[BEGIN Passage]

Petitioning the Parliament is a long-established fundamental right of the citizen. It is the only direct means by which an individual or group can ask the Parliament to take action—all other processes involve communicating through a parliamentary representative (Member or Senator) or a parliamentary committee.
What is a petition to the House?
A petition is basically a request for action. The subject of a petition must be a matter on which the House has the power to act, that is, it must be a Federal (nationally controlled) rather than a state or local matter and one involving legislation or government administration.
The ‘terms’ of a petition must include the reasons for petitioning the House and a request for action by the House. For example, petitions may ask the House to introduce legislation, or to repeal or change existing legislation, or to take action for a certain purpose or for the benefit of particular people. Less commonly a petition from an individual citizen may seek the redress of a personal grievance, for example, the correction of an administrative error.
Arrangements for petitions
Prior to the 42nd Parliament, when a petition was presented, the House was informed of its subject matter and the number of signatures. Petitions were then forwarded to the relevant Minister but responses were unusual.
At the commencement of the 42nd Parliament in 2008 the House of Representatives amended standing orders (the rules of the House) relating to the way petitions are dealt with. A Standing Committee on Petitions was established to ensure that all petitions presented to the House were considered and responded to appropriately. The role of the Petitions Committee is to receive and process petitions and to inquire into and report to the House on any matters relating to petitions and the petitions system.
Standing orders were further amended in 2016 to introduce an e-petitions system, enabling members of the public to submit and sign petitions online, and to track the progress of petitions as they are presented, referred to Ministers and responded to.

[END Passage]

Work instructions:
1. Retype the part of the text on petitions between "Petitioning the Parliament" and "or government administration.", inclusive.
2. Carry the text on petitioning the House forward from its last sentence.

[BEGIN Rows]

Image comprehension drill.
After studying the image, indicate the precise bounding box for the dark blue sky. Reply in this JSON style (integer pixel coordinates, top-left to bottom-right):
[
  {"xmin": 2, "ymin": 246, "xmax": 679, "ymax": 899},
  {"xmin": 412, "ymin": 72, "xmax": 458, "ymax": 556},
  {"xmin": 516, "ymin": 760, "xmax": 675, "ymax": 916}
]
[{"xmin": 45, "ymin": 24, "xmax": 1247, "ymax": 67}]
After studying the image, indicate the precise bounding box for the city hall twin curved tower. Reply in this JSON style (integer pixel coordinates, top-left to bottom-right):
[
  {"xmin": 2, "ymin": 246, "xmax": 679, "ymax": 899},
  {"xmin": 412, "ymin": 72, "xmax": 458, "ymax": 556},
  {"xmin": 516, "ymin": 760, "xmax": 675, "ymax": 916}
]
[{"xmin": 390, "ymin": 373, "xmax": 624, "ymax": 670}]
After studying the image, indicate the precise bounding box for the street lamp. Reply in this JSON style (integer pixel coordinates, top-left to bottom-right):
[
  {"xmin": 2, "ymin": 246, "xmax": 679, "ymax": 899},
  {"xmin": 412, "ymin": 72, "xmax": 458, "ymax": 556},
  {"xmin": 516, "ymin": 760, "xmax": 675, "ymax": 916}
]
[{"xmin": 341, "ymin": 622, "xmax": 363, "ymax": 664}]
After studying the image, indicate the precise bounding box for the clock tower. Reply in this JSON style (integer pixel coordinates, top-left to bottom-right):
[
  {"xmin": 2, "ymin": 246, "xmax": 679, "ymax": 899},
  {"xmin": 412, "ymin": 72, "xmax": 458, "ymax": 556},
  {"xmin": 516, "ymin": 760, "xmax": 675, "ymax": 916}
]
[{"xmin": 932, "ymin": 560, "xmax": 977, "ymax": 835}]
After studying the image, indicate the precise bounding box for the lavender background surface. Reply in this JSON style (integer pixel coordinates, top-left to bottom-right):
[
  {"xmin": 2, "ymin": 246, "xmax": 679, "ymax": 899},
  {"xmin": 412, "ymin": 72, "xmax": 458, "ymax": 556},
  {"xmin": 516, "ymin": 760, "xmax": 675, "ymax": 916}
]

[END Rows]

Task results:
1.
Petitioning the Parliament is a long-established fundamental right of the citizen. It is the only direct means by which an individual or group can ask the Parliament to take action—all other processes involve communicating through a parliamentary representative (Member or Senator) or a parliamentary committee.
What is a petition to the House?
A petition is basically a request for action. The subject of a petition must be a matter on which the House has the power to act, that is, it must be a Federal (nationally controlled) rather than a state or local matter and one involving legislation or government administration.

2.
The principal petitioner
Each petition requires a principal petitioner (even where a group of people sponsor a petition), who must be a citizen or resident of Australia. This person, who initiates, sponsors or organises a petition, must provide their original handwritten signature along with their full contact details on the first page of a paper petition. A principal petitioner for an e-petition must provide their full name and address. The Petitions Committee uses this information to update the principal petitioner on any response or follow-up to the petition. This information is not published.
A Member of the House of Representatives cannot be a principal petitioner or sign a petition.
In the rare case a petition is from a corporation, its name and common seal (not logo) will take the place of the principal petitioner’s name and signature.
1963 petition from the Yirrkala people concerning land rights, on traditionally decorated bark
Creating a petition
The House has rules about what can be included in a petition. These rules, about the form and content of a petition, ensure that petitions presented to the House use appropriate language and contain clear reasons and a request that can be actioned by the House.
The terms of a petition may not be altered after the collection of signatures commences. It is recommended that petitioners contact the Petitions Committee secretariat before collecting signatures on a paper petition, and before submitting an e-petition. The secretariat can provide guidance on whether the draft terms of a petition would be likely to meet requirements. Seeking advice early in the process reduces the risk that a petition is later ruled ‘out of order’ and not presented to the House. Once received or submitted, the Petitions Committee will decide whether a petition meets requirements. The main requirements are set out below.
What must be in a petition
To be presented to the House, a petition must:
- be addressed to the House of Representatives (or “To the Honourable Speaker and Members of the House of Representatives”)—but to no other body or persons
- refer to a matter on which the House has the power to act, that is, a Commonwealth legislative or administrative matter
- state the reasons for petitioning the House
- contain a request for action by the House.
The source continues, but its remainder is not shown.